Could you reproduce the text of every row below word for word, leaving the images out of your answer?

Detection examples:
┄┄┄┄┄┄
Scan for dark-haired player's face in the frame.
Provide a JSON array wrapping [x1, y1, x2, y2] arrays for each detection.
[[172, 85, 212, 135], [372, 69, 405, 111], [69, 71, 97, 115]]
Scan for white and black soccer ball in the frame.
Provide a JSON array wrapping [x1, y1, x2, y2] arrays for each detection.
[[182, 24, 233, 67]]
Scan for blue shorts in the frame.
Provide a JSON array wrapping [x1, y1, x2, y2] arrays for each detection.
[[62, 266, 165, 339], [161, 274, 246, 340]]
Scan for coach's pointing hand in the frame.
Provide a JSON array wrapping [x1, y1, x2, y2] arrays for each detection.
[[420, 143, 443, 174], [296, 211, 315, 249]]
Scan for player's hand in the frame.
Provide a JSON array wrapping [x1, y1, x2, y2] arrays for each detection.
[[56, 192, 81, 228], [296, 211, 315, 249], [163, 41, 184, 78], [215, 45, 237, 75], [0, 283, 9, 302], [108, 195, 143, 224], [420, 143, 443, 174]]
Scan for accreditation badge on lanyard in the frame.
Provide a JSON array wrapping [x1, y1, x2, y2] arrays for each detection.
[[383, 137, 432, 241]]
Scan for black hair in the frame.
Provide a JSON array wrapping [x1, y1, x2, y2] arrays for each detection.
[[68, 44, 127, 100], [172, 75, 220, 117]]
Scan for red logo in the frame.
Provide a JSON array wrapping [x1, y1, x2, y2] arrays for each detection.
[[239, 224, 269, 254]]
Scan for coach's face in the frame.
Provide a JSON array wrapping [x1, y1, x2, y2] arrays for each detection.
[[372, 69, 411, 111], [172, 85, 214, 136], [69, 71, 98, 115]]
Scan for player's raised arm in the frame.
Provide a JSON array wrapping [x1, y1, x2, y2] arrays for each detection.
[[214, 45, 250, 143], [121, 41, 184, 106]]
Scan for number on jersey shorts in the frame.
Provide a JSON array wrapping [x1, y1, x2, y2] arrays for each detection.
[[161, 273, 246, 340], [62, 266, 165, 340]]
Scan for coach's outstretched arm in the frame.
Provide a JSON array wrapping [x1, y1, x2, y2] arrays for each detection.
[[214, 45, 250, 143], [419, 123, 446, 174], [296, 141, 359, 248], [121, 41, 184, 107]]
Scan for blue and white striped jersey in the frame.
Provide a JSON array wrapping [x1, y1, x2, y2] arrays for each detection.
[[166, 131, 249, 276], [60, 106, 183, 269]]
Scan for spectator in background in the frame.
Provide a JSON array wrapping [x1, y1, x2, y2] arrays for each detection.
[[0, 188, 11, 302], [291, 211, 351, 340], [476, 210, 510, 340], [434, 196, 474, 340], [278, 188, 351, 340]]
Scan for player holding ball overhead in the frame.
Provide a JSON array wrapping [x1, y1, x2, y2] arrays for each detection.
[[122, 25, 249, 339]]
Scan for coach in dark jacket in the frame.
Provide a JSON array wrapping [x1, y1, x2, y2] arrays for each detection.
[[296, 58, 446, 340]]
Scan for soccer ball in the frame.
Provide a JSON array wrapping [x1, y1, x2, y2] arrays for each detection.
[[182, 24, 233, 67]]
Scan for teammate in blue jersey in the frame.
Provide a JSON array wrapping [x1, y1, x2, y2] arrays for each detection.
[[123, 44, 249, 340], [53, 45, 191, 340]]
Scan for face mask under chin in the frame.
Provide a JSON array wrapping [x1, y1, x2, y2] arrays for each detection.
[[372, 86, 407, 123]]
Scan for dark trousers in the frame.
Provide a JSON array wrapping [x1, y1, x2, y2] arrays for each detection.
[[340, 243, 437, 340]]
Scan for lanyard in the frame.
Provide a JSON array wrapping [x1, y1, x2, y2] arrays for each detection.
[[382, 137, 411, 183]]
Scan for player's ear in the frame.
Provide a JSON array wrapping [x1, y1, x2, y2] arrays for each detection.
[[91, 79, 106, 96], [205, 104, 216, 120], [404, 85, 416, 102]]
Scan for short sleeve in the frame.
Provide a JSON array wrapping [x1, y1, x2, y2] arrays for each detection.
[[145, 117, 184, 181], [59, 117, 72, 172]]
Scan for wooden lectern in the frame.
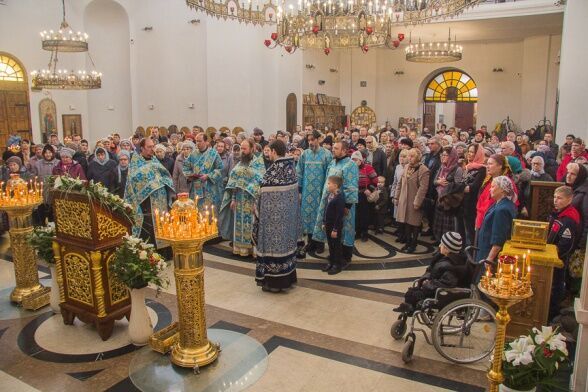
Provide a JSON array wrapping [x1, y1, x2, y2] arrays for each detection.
[[53, 191, 131, 340], [500, 241, 563, 338]]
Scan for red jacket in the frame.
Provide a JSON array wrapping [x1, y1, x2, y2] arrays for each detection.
[[555, 151, 588, 182]]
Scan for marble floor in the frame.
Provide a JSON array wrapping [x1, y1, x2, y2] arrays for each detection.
[[0, 233, 488, 392]]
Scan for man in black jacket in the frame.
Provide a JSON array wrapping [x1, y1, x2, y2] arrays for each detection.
[[423, 136, 441, 240], [547, 186, 580, 320]]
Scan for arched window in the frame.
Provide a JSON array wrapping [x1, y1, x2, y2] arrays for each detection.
[[425, 70, 478, 102], [0, 55, 24, 82]]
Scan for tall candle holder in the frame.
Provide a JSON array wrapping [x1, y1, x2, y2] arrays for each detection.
[[0, 174, 48, 310], [155, 193, 220, 370], [478, 253, 533, 392]]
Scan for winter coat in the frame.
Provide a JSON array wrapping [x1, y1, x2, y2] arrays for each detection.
[[421, 253, 467, 297], [572, 181, 588, 249], [172, 154, 190, 193], [52, 161, 86, 180], [88, 159, 118, 193], [395, 164, 430, 226]]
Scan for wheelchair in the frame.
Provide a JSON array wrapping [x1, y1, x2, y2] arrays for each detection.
[[390, 247, 496, 364]]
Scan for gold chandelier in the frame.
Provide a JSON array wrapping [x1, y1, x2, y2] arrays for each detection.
[[186, 0, 482, 54], [405, 29, 463, 63], [31, 0, 102, 90]]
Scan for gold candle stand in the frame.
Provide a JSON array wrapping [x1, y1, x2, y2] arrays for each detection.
[[150, 193, 220, 371], [0, 202, 48, 310], [170, 237, 220, 369]]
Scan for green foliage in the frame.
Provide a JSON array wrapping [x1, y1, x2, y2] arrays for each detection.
[[27, 223, 55, 264], [110, 236, 169, 291]]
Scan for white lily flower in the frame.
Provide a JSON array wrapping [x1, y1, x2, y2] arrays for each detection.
[[505, 337, 535, 366]]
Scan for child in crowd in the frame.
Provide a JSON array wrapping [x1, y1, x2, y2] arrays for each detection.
[[374, 176, 389, 234], [323, 176, 345, 275], [394, 231, 467, 315]]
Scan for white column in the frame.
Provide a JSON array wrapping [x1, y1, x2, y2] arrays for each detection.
┄┄┄┄┄┄
Output =
Scan for dark-haired player's face in the frame.
Provide a JSON array wrapping [x1, y1, x2, y2] arrays for each detection.
[[172, 85, 212, 135], [372, 69, 405, 111], [69, 71, 97, 115]]
Scan for white and black soccer ball in the frame.
Provide a JSON array wrapping [x1, y1, x2, y2] arrays for each detection.
[[182, 24, 233, 67]]
Scan for blue shorts in the frame.
Provide a JSON array wrapping [x1, y1, x2, y2] arrays for each detection.
[[62, 266, 165, 339], [161, 274, 246, 340]]
Scan for coach's pointing hand in the frame.
Provide a JSON array wrapping [x1, y1, x2, y2] arrays for each detection.
[[420, 143, 443, 174], [296, 211, 315, 249]]
Scan for player's hand in the frame.
Provide a JSON array wrapping [x1, y1, x2, y2] arrays for each detection.
[[56, 192, 81, 228], [296, 211, 315, 249], [163, 41, 184, 78], [215, 45, 237, 75], [0, 283, 9, 302], [108, 195, 143, 224], [420, 143, 443, 174]]
Scan for accreditation badge on lanyard in the frame.
Provide a JSON array wrapping [x1, y1, x2, y2] arrays for each detection.
[[383, 137, 432, 241]]
Scan for black hair in the frame.
Provide a JSON array wrapping [x1, y1, x2, y2] arrays for each detection.
[[68, 44, 127, 100], [172, 75, 220, 117]]
Scan for red logo in the frame.
Provide a JSON array wrapping [x1, y1, x2, y2] arrays for each detection.
[[239, 224, 269, 254]]
Scan for coach's face in the frame.
Provide a JSON array wrapping [x1, y1, x2, y2] arrays for each detection.
[[372, 69, 411, 111], [172, 85, 214, 136], [69, 71, 98, 115]]
Scan for player's raised arm in the frame.
Provide a JSON array wrapping [x1, y1, x2, y2] arrays for each detection.
[[214, 45, 250, 143], [121, 41, 184, 106]]
Scan for number on jersey shorts in the frame.
Provide a JSON array wrapping [x1, y1, x2, y2] arrays for each detection.
[[161, 273, 246, 340], [62, 266, 165, 340]]
Scan for coach's outstretched arm in the frame.
Provide a JSON array wrapping [x1, y1, x2, y2] arrays for each detection.
[[214, 45, 250, 143], [419, 123, 446, 174], [296, 141, 359, 248], [121, 41, 184, 107]]
Scan for blue and white striped jersey in the frame.
Provide a JSON array wrapping [x1, y1, x2, y2] arrays for each detection.
[[166, 131, 249, 276], [60, 106, 183, 269]]
Scan for spectator in background in the frame.
Provide a JSON array wrapping [x1, y1, x2, y2] arrays for each detection.
[[0, 188, 11, 302], [291, 211, 351, 340], [476, 210, 510, 340], [434, 196, 474, 340], [278, 188, 351, 340]]
Scan for player holding ball overhead in the frame.
Provide a JSON array wrapping [x1, y1, x2, y2] arrays for each detection.
[[122, 25, 249, 339]]
Scan for coach in dark jacket in the frame.
Provide a JSON array wrapping [x1, y1, x2, y2] arrays for each detection.
[[296, 58, 446, 340]]
Scan for soccer ball in the frame.
Provide a JSON array wrapping [x1, y1, x2, y2] arrays for each detection.
[[182, 24, 233, 67]]
Scan for teammate in blue jersey in the frame.
Provide a JSON array wrapping [x1, y1, x2, y2] arrays for each detection.
[[123, 44, 249, 340], [53, 45, 191, 340]]
Scan for face mask under chin in the frame.
Provide a JSON array wrapping [x1, y1, x2, y2] arrays for each detection.
[[372, 86, 407, 123]]
Scan for dark trousers in the frame.
Provide a JSON array wrapping [x1, y1, x2, y2] arrays for each detection.
[[340, 243, 437, 340]]
Scan for lanyard in the frame.
Provide a JSON array wrapping [x1, y1, x2, y2] arrays for each detection.
[[382, 137, 411, 183]]
Scan for player's ear in the frame.
Provide a JSON array wrapping [x1, y1, x2, y2] arrays for each detection.
[[91, 79, 106, 96], [205, 104, 216, 120], [404, 85, 416, 102]]
Scan for short sleeve in the frame.
Provide a JSON array wrapping [x1, y1, x2, y2] arrays for each detection.
[[145, 117, 184, 181], [59, 117, 72, 172]]
Scan for wooden lectern in the frame.
Provide a JSON array wrapping [x1, y1, x2, y2] arrays for each detection.
[[53, 191, 131, 340], [500, 241, 563, 338]]
Scan for red jacket in the frame.
Provide a JSON array wrapping [x1, y1, x2, y2] arrays for each detection.
[[555, 151, 588, 182]]
Scan for marble floor in the frame.
Provide a JSON array wrapping [x1, y1, x2, y2] arrays for each detection.
[[0, 233, 488, 392]]
Scan for man in black jacket in the frame.
Provide a JSON array wrapping [x1, y1, x2, y2] arrays for each detection.
[[423, 136, 441, 240], [547, 186, 580, 320]]
Scan for arched window in the frame.
Provide a JSON array wrapping [x1, y1, x2, y2] arrays for each detection.
[[425, 70, 478, 102], [0, 55, 24, 82]]
Scan for tall candle holder in the frame.
Provide a JSON array wrapping [x1, y1, x2, y2] arrays for each detection.
[[0, 174, 48, 310], [155, 193, 220, 370], [478, 253, 533, 392]]
Scan for winter coat in the frame.
Provide a JSON array wrapping [x1, y1, x2, y2] arrays for each detection.
[[421, 253, 467, 297], [572, 181, 588, 249], [172, 154, 190, 193], [52, 161, 86, 180], [88, 159, 118, 193], [395, 164, 430, 226]]
Scan for wheelchair in the frame.
Provide a JSON array wrapping [x1, y1, x2, y2] arrays for each detection.
[[390, 247, 496, 364]]
Scan for gold chandelier in the frame.
Provide a JSON array wrapping [x1, y1, x2, y2] arrays for each detection.
[[186, 0, 482, 54], [405, 29, 463, 63], [31, 0, 102, 90]]
Scan for gold candle stand in the frame.
Provide a JSON array wrapping [x1, y1, x2, y2] arrays for each detection.
[[150, 193, 220, 371], [0, 202, 48, 310], [170, 237, 220, 369]]
Scan for green foliage in the frame.
Provide a JSON array wrapping [x1, y1, x2, y2] arrays for each detection.
[[27, 223, 55, 264], [110, 236, 169, 291]]
Scan for white lily flower in the frame.
Provide a JSON array wrapping [x1, y1, x2, y2] arrays for each detection.
[[505, 337, 535, 366]]
Scan for child in crowd in the frame.
Provide a JSON array wrapping [x1, y1, x2, y2] arrays for each detection.
[[374, 176, 389, 234], [323, 176, 345, 275], [394, 231, 467, 315]]
Scan for white column in the frame.
Provide a JSON array wrapping [x1, y1, x2, y2] arrays for each detection.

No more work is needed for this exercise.